Begin RECORD EXTRACTS
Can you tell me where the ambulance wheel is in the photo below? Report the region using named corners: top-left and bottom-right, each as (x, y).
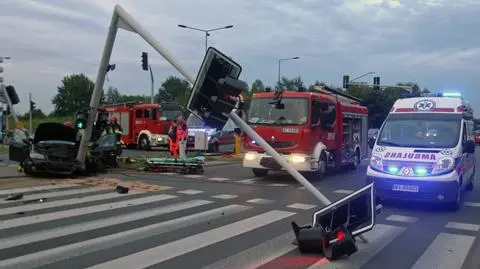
top-left (466, 168), bottom-right (475, 191)
top-left (138, 134), bottom-right (151, 150)
top-left (448, 180), bottom-right (463, 211)
top-left (252, 168), bottom-right (268, 177)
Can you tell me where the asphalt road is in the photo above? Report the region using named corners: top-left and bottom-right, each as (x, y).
top-left (0, 152), bottom-right (480, 269)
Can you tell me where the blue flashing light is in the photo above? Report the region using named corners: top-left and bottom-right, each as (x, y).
top-left (388, 166), bottom-right (399, 174)
top-left (441, 92), bottom-right (462, 97)
top-left (415, 167), bottom-right (427, 176)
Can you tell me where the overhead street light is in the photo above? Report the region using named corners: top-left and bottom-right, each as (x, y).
top-left (178, 24), bottom-right (233, 51)
top-left (278, 56), bottom-right (300, 85)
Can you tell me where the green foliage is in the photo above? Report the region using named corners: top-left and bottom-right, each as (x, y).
top-left (52, 73), bottom-right (95, 116)
top-left (156, 76), bottom-right (192, 105)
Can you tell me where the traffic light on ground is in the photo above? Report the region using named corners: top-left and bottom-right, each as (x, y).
top-left (5, 85), bottom-right (20, 105)
top-left (187, 47), bottom-right (248, 130)
top-left (142, 52), bottom-right (148, 71)
top-left (373, 77), bottom-right (380, 90)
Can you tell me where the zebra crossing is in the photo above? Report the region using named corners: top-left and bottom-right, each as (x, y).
top-left (0, 184), bottom-right (480, 269)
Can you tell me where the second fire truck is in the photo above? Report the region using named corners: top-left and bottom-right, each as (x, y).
top-left (105, 102), bottom-right (184, 150)
top-left (243, 87), bottom-right (368, 179)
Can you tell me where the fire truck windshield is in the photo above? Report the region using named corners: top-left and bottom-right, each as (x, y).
top-left (377, 113), bottom-right (461, 148)
top-left (248, 97), bottom-right (309, 125)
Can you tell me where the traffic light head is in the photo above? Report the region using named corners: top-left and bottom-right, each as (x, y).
top-left (187, 47), bottom-right (248, 130)
top-left (75, 111), bottom-right (88, 130)
top-left (5, 85), bottom-right (20, 105)
top-left (142, 52), bottom-right (148, 71)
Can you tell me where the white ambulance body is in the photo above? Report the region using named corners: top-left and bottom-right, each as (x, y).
top-left (366, 94), bottom-right (475, 209)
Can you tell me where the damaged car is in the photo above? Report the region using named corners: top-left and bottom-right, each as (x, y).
top-left (9, 123), bottom-right (116, 176)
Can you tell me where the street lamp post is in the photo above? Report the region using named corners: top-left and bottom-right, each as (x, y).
top-left (178, 24), bottom-right (233, 51)
top-left (278, 56), bottom-right (300, 85)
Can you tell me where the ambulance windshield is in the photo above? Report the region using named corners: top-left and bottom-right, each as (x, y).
top-left (248, 97), bottom-right (309, 125)
top-left (377, 113), bottom-right (462, 148)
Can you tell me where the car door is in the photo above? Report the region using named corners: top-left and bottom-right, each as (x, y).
End RECORD EXTRACTS
TASK INSTRUCTIONS: Please pull out every line from the items above that contains the word "windshield", and copy each one in full.

PROBLEM SOLUTION:
Can you tell me where the fire truck windshield is in the photo above? Report the region using named corners: top-left and bottom-right, each as (x, y).
Can you tell me where the ambulance windshield is in the photo above? Report the region using named corners: top-left and bottom-right, each as (x, y).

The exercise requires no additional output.